**PROBLEM TO SOLVE:** Rewrite the lines below, changing each "Detect" to "Locate" and keeping everything else the same. Leave the pictures out of your answer.

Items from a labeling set
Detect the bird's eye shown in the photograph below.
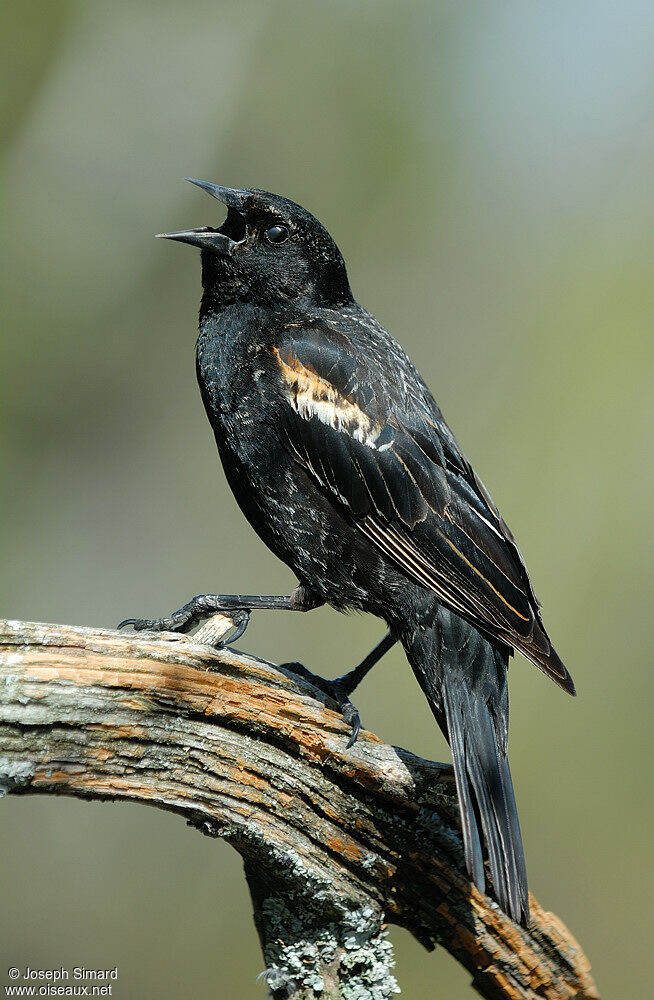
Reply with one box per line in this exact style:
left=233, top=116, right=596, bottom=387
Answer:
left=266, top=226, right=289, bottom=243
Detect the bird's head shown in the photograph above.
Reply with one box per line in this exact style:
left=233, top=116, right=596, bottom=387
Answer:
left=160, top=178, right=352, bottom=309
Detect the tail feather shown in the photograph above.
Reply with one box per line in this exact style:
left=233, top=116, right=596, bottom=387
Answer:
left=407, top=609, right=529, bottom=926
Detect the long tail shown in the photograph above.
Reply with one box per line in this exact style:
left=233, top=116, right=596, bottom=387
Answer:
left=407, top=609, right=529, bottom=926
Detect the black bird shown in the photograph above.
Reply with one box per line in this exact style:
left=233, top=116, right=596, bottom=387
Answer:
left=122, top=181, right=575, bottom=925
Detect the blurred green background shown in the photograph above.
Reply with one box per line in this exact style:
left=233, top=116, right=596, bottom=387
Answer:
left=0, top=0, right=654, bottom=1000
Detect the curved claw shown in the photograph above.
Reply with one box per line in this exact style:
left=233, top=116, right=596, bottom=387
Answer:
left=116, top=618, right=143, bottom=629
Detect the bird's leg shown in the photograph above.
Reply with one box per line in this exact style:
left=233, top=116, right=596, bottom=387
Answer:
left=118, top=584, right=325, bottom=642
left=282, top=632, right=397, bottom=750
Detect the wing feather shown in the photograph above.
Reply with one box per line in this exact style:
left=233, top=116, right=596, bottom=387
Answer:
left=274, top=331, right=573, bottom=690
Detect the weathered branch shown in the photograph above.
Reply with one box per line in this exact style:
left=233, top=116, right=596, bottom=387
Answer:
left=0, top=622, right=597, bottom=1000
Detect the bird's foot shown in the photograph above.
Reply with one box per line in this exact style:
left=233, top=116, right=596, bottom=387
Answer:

**ANSWER TO THE PROBLEM:**
Locate the bird's eye shown in the photograph below.
Reply with one box per line in this exact style:
left=233, top=116, right=596, bottom=387
Answer:
left=266, top=226, right=289, bottom=243
Locate the bird's head shown in the photograph above.
Reply with one box per line in this exact style:
left=233, top=116, right=596, bottom=387
Answer:
left=160, top=178, right=352, bottom=309
Locate the tail feather shown in the photograph above.
Reply with one box per line in this exact style:
left=233, top=116, right=596, bottom=387
Answer:
left=407, top=609, right=529, bottom=926
Locate the long tail shown in the photograph above.
Reply with one box per line in this exact style:
left=233, top=116, right=596, bottom=387
Answer:
left=407, top=609, right=529, bottom=926
Locate the black bird shown in the photograph above.
Reply with one box per line in this exact style:
left=233, top=116, right=596, bottom=387
Answer:
left=122, top=181, right=575, bottom=925
Locate the blurred green background shown in the photograph above.
Reply with one box per line in this exact style:
left=233, top=116, right=596, bottom=387
Answer:
left=0, top=0, right=654, bottom=1000
Locate the curved claw shown in the photograph above.
Reply with one box per line in this exact style:
left=233, top=116, right=596, bottom=387
Answer:
left=116, top=618, right=143, bottom=629
Locate the bird's leg shown in the photograph above.
Reply with one box per line in this exact style:
left=233, top=116, right=596, bottom=387
Answer:
left=118, top=584, right=325, bottom=642
left=282, top=632, right=397, bottom=750
Locate the wing feather shown in the photograph above.
Reply with one box per line in this exact style:
left=233, top=116, right=596, bottom=387
Answer:
left=274, top=331, right=573, bottom=690
Locate the weathered branch shown in the photograph above.
Reply with one box per line in this exact style:
left=233, top=116, right=596, bottom=387
Answer:
left=0, top=622, right=597, bottom=1000
Locate the bird's foot shown in the photograph above.
Reply with one box per line in this exact style:
left=233, top=116, right=596, bottom=387
Answer:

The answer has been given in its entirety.